List every line below that contains the word "great", copying each one in full.
# Start of Available data
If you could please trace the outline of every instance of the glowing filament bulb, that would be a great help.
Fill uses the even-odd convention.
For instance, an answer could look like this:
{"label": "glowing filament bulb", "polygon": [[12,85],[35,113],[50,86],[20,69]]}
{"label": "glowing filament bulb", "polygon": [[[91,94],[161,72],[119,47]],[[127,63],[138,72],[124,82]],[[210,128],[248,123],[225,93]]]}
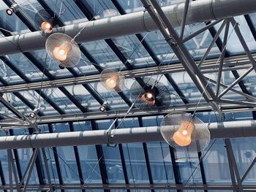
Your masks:
{"label": "glowing filament bulb", "polygon": [[191,135],[195,130],[195,125],[190,121],[185,120],[180,125],[179,128],[173,136],[173,141],[181,147],[186,147],[191,144]]}
{"label": "glowing filament bulb", "polygon": [[70,50],[71,46],[68,43],[64,43],[59,47],[54,47],[53,56],[61,61],[64,61],[67,60],[67,54]]}
{"label": "glowing filament bulb", "polygon": [[140,99],[142,101],[148,105],[154,105],[156,101],[154,95],[151,92],[147,92],[143,94],[140,97]]}
{"label": "glowing filament bulb", "polygon": [[118,75],[112,75],[105,80],[107,87],[110,89],[114,89],[116,88],[118,81]]}
{"label": "glowing filament bulb", "polygon": [[48,21],[44,21],[41,23],[41,28],[45,34],[50,34],[53,31],[53,26]]}

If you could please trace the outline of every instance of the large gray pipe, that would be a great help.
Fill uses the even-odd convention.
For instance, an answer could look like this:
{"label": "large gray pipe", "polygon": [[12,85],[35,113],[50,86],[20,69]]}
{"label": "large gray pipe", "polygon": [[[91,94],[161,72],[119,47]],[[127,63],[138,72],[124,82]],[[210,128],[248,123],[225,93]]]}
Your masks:
{"label": "large gray pipe", "polygon": [[[184,7],[184,4],[181,4],[163,8],[174,27],[181,23]],[[255,0],[195,1],[189,5],[187,24],[237,16],[255,11]],[[148,12],[138,12],[57,28],[54,32],[64,32],[73,37],[84,26],[86,28],[76,39],[78,43],[157,29]],[[43,49],[46,38],[41,31],[1,38],[0,55]]]}
{"label": "large gray pipe", "polygon": [[[209,129],[212,139],[255,137],[256,121],[211,123]],[[0,150],[163,140],[159,127],[156,126],[113,129],[110,134],[114,136],[109,136],[106,130],[99,130],[0,137]]]}

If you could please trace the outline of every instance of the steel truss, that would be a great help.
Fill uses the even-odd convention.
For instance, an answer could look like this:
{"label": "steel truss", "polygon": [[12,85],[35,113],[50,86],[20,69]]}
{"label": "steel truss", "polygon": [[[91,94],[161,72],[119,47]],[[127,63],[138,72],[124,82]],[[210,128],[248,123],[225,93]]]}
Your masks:
{"label": "steel truss", "polygon": [[[194,112],[195,109],[197,109],[197,112],[210,112],[214,109],[214,110],[217,111],[220,115],[227,112],[238,112],[238,111],[252,111],[256,110],[256,98],[252,95],[249,95],[246,93],[238,91],[233,88],[233,87],[238,83],[243,81],[243,79],[248,75],[248,74],[252,70],[255,70],[256,63],[255,61],[255,58],[252,55],[249,50],[241,34],[238,24],[236,22],[233,18],[228,18],[223,21],[220,28],[214,36],[214,39],[211,43],[211,45],[206,50],[206,54],[203,55],[201,61],[196,63],[194,61],[192,58],[191,57],[189,53],[186,49],[184,45],[184,43],[199,34],[205,31],[206,30],[209,29],[211,27],[214,26],[217,23],[219,23],[221,20],[217,20],[216,22],[213,22],[211,24],[206,26],[205,28],[199,30],[195,34],[189,36],[188,37],[184,38],[184,26],[187,20],[187,15],[189,9],[189,1],[186,0],[184,4],[184,11],[183,13],[183,18],[181,22],[181,30],[180,34],[178,35],[173,30],[172,25],[170,22],[166,19],[165,14],[162,12],[161,7],[159,7],[156,1],[152,0],[142,0],[144,4],[145,7],[148,11],[149,14],[156,22],[156,24],[159,28],[162,34],[165,36],[167,43],[170,45],[170,47],[174,50],[174,52],[179,58],[181,64],[176,64],[176,65],[168,65],[163,66],[157,66],[157,67],[151,67],[147,68],[146,70],[145,69],[132,69],[129,71],[124,72],[124,74],[126,78],[132,78],[132,77],[140,77],[145,76],[151,76],[153,74],[168,74],[173,72],[184,72],[187,71],[190,75],[191,78],[193,80],[194,82],[196,84],[198,90],[203,95],[205,99],[208,103],[200,104],[198,107],[195,104],[186,104],[183,105],[176,105],[175,106],[176,111],[173,111],[172,109],[169,109],[167,110],[161,110],[161,108],[159,108],[156,110],[153,110],[150,112],[145,112],[140,110],[132,110],[130,113],[127,114],[126,110],[118,110],[113,111],[110,110],[105,113],[98,112],[87,112],[86,110],[83,110],[83,107],[81,111],[84,113],[79,114],[72,114],[72,115],[65,115],[61,112],[61,115],[56,116],[45,116],[41,117],[37,119],[37,123],[41,124],[45,123],[61,123],[61,122],[71,122],[71,121],[79,121],[79,120],[96,120],[96,119],[109,119],[109,118],[122,118],[122,117],[141,117],[141,116],[148,116],[148,115],[156,115],[159,114],[166,114],[170,112]],[[10,1],[9,1],[10,2]],[[154,9],[154,8],[155,9]],[[30,18],[25,14],[20,14],[19,16],[23,18],[23,22],[27,25],[30,26],[30,28],[32,28],[32,31],[36,31],[37,26],[31,25],[34,22],[31,20]],[[240,56],[240,57],[234,57],[230,58],[225,58],[225,47],[227,42],[227,34],[230,30],[229,25],[232,24],[234,28],[234,31],[238,37],[238,39],[245,50],[246,54],[246,57]],[[211,51],[211,47],[217,41],[219,36],[222,30],[225,30],[225,37],[223,41],[223,45],[222,46],[222,52],[219,61],[217,59],[206,61],[209,52]],[[116,50],[118,52],[118,50]],[[38,63],[37,60],[33,60],[33,57],[31,57],[31,55],[26,54],[26,55],[28,58],[33,61],[33,62]],[[249,64],[250,62],[251,64]],[[94,62],[96,63],[96,62]],[[214,71],[212,69],[216,69]],[[241,77],[238,77],[237,80],[233,82],[231,85],[225,85],[221,83],[222,80],[222,74],[225,71],[233,71],[238,69],[247,69],[247,71],[242,74]],[[70,71],[71,72],[72,70]],[[210,78],[208,78],[204,76],[204,74],[206,73],[212,73],[217,72],[217,80],[215,81]],[[74,74],[74,72],[72,73]],[[49,76],[49,75],[48,75]],[[63,86],[68,86],[72,85],[78,85],[78,84],[84,84],[84,83],[90,83],[95,82],[99,81],[99,75],[90,75],[88,77],[78,77],[76,74],[74,74],[75,77],[67,78],[65,80],[55,80],[50,75],[49,76],[50,80],[49,81],[43,81],[41,82],[31,82],[20,85],[6,85],[0,87],[0,92],[2,93],[14,93],[18,91],[29,91],[29,90],[37,90],[40,88],[61,88]],[[27,81],[26,81],[27,82]],[[216,90],[215,91],[208,86],[208,83],[216,84]],[[89,87],[86,87],[87,89],[89,89]],[[221,90],[222,88],[222,91]],[[89,89],[90,90],[90,89]],[[229,91],[233,91],[236,93],[240,94],[241,96],[244,96],[245,99],[243,101],[234,101],[234,100],[228,100],[224,99],[222,97],[225,96]],[[64,91],[65,92],[65,91]],[[66,92],[65,92],[66,93]],[[97,93],[93,93],[97,95]],[[69,96],[71,96],[69,95]],[[97,100],[99,101],[99,103],[102,103],[100,98],[97,98],[95,96]],[[0,123],[0,126],[4,128],[20,128],[22,127],[36,127],[35,125],[30,121],[30,120],[27,119],[23,114],[20,114],[17,110],[15,110],[13,107],[10,106],[6,101],[3,100],[1,97],[0,97],[0,100],[4,104],[6,104],[8,108],[12,110],[14,114],[15,114],[18,118],[21,120],[26,120],[29,123],[29,126],[28,126],[26,123],[21,123],[19,119],[7,119],[4,121],[2,121]],[[80,105],[78,102],[75,102],[75,100],[71,99],[72,101],[75,101],[75,103],[79,107]],[[128,102],[129,104],[129,102]],[[221,105],[220,105],[221,104]],[[94,128],[95,125],[94,125]],[[252,162],[252,164],[249,166],[245,174],[241,177],[239,175],[238,167],[236,165],[236,159],[234,157],[233,151],[232,149],[232,145],[229,139],[225,139],[225,145],[227,147],[227,154],[228,157],[228,162],[230,166],[230,171],[231,175],[232,185],[209,185],[206,183],[205,185],[184,185],[182,184],[179,184],[180,178],[178,175],[176,175],[176,185],[169,185],[167,183],[162,185],[155,185],[151,180],[151,185],[130,185],[128,184],[129,181],[126,181],[126,185],[108,185],[105,179],[102,180],[104,185],[62,185],[61,175],[59,170],[59,166],[57,166],[59,179],[60,180],[60,185],[56,185],[51,183],[51,179],[49,172],[49,168],[48,167],[47,158],[45,155],[45,151],[44,148],[42,148],[42,153],[43,157],[43,161],[45,165],[45,175],[47,176],[48,184],[45,185],[30,185],[29,184],[29,178],[31,176],[31,170],[33,166],[35,164],[36,158],[38,155],[38,152],[39,148],[36,148],[31,156],[31,158],[29,161],[29,166],[26,169],[22,178],[19,180],[18,175],[17,173],[17,170],[15,167],[15,162],[13,161],[12,153],[10,150],[8,150],[8,164],[9,164],[9,177],[10,183],[9,185],[4,184],[2,182],[1,189],[4,191],[10,190],[12,191],[13,190],[17,190],[18,191],[53,191],[54,190],[65,190],[65,189],[102,189],[102,190],[110,190],[110,189],[127,189],[129,190],[139,190],[139,189],[148,189],[148,190],[233,190],[236,191],[243,191],[244,190],[246,190],[249,191],[255,191],[256,185],[243,185],[243,181],[244,180],[246,175],[249,174],[252,166],[255,165],[256,162],[256,158]],[[74,148],[75,149],[75,148]],[[147,155],[146,153],[146,145],[143,145],[145,155]],[[76,159],[77,161],[79,161],[79,156],[77,154],[78,150],[76,150]],[[98,147],[97,151],[98,155],[100,156],[102,153],[102,149]],[[175,164],[175,156],[174,153],[173,154],[173,164]],[[56,157],[58,158],[58,157]],[[99,158],[98,157],[99,159]],[[124,157],[123,159],[124,160]],[[150,169],[149,162],[147,161],[147,169]],[[122,162],[123,163],[123,162]],[[103,162],[101,167],[102,169],[105,169],[105,165]],[[200,164],[201,166],[201,164]],[[177,171],[177,170],[176,170]],[[15,177],[15,184],[12,183],[12,172],[13,172],[13,175]],[[105,171],[102,171],[102,176],[106,176],[106,172]],[[203,173],[203,172],[202,172]],[[81,174],[81,173],[80,173]],[[202,175],[203,177],[203,175]],[[2,180],[3,181],[3,180]],[[25,182],[25,183],[24,183]],[[205,182],[206,183],[206,182]]]}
# End of Available data
**Full answer**
If you could please trace the outline of every instance of the glowing filament bulb, that would be a great help.
If you could please trace the outline of every instance of the large gray pipe, that would be a great help.
If you could please trace the outline of every instance of the steel truss, that would be a great help.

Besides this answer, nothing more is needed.